◆ **Exercise directions**:
Produce an exact copy of all the records.

◆ **Data rows**:
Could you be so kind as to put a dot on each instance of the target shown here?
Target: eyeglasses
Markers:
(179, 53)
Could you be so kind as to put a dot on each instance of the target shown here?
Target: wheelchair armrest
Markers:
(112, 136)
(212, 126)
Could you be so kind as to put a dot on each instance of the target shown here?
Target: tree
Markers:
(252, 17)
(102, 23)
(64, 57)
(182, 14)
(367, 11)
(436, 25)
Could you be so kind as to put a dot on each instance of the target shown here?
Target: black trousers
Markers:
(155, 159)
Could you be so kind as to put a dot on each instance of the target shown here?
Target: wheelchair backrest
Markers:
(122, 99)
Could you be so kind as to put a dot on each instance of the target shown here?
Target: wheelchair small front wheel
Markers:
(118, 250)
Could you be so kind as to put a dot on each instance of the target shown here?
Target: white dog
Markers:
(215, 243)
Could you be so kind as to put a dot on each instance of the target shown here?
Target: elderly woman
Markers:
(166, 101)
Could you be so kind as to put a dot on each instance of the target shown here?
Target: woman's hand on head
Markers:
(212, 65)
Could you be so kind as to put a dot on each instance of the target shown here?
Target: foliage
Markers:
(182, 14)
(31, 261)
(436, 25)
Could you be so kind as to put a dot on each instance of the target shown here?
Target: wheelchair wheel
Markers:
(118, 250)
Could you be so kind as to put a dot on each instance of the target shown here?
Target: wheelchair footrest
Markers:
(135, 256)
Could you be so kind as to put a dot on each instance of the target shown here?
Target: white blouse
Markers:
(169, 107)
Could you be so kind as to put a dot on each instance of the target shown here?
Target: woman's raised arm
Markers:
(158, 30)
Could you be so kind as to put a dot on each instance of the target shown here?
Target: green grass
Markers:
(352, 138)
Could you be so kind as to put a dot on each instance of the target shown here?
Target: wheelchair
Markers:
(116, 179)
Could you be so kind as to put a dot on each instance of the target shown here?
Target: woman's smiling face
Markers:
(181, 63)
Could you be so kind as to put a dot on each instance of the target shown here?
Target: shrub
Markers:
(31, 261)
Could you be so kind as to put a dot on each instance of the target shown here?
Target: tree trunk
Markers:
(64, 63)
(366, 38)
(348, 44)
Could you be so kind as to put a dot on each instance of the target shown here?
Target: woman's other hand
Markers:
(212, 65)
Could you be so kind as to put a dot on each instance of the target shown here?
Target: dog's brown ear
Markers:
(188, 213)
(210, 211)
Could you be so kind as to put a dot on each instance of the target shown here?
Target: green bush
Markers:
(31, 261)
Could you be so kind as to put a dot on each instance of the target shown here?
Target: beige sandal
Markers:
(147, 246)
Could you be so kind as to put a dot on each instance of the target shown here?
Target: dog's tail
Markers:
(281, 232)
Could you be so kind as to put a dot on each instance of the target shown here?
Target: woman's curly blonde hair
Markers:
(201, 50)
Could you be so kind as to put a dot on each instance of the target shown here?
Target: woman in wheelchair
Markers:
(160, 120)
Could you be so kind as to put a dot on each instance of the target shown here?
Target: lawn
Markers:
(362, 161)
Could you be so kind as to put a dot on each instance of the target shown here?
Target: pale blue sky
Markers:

◆ **The output**:
Could you be so kind as to put a dot on each instance of the target shown here?
Target: eyeglasses
Markers:
(179, 53)
Could you be so kind as to put a dot on each instance of the target shown here?
Target: wheelchair armrest
Markers:
(112, 136)
(212, 126)
Could you be so kind as to put a dot on each instance of the target shown here?
Target: tree
Markers:
(252, 17)
(102, 23)
(64, 57)
(182, 14)
(367, 11)
(436, 25)
Could you be so kind as to put a dot on each instance of the target shown here?
Target: black trousers
Markers:
(155, 159)
Could you be so kind as to put a dot on each instance of the target shown here?
Target: wheelchair backrest
Markers:
(122, 99)
Could you be so kind as to put a dot on each instance of the target shown here?
Target: wheelchair small front wheel
Markers:
(118, 250)
Could you be so kind as to put a dot on each instance of the target shown here?
Target: white dog
Markers:
(215, 243)
Could you be so kind as to put a dot on each instance of the target shown here?
Target: elderly woman
Markers:
(166, 101)
Could you be so kind as to put a dot on each instance of the target shown here?
Target: woman's hand on head
Markers:
(212, 65)
Could you be so kind as to put a dot on each instance of the target shown here?
Target: foliage
Markers:
(182, 14)
(31, 261)
(436, 25)
Could you be so kind as to put a dot on each instance of the target shown here?
Target: wheelchair wheel
Markers:
(118, 250)
Could you be so kind as to put a dot on each instance of the target shown here?
Target: wheelchair footrest
Markers:
(135, 256)
Could you be so kind as to put a dot on each instance of the target shown here?
Target: white blouse
Markers:
(169, 107)
Could you be so kind as to put a dot on each instance of the target shown here?
Target: woman's raised arm
Markers:
(158, 30)
Could you be so kind as to put a dot on each instance of the target shown here?
Target: green grass
Markers:
(352, 138)
Could you be so kind as to put a dot on each instance of the target shown here?
Target: wheelchair
Markers:
(116, 179)
Could you be so kind as to put a dot on each instance of the target shown here?
Target: woman's smiling face
Markers:
(181, 63)
Could you be so kind as to put a dot on each instance of the target shown here?
Target: shrub
Markers:
(31, 261)
Could you be so kind as to put a dot on each instance of the target shown here?
Target: tree trunk
Markers:
(64, 63)
(366, 38)
(348, 44)
Could you be so kind as to put a dot on each instance of the target shown here?
Target: woman's other hand
Markers:
(212, 65)
Could you be so kind as to put a dot on each instance of the target shown here?
Target: dog's brown ear
Markers:
(188, 213)
(210, 211)
Could you be so kind as to put a dot on each instance of the target shown here?
Target: green bush
Markers:
(31, 261)
Could you be so kind as to put a dot on each instance of the target shown here?
Target: beige sandal
Markers:
(147, 246)
Could you be so kind as to put a dot on each instance of the target shown here?
Target: dog's tail
Markers:
(281, 232)
Could you be so kind as to put a dot on each instance of the target shown here?
Target: woman's curly blonde hair
Markers:
(201, 50)
Could you be so kind as to put a dot on each instance of the target shown here?
Target: woman in wheelchair
Markers:
(160, 120)
Could you be so kind as to put a dot on each instance of the target shown here?
Target: lawn
Markers:
(362, 161)
Could you be so kind as to put a dot on each instance of the target shown here?
Target: pale blue sky
Markers:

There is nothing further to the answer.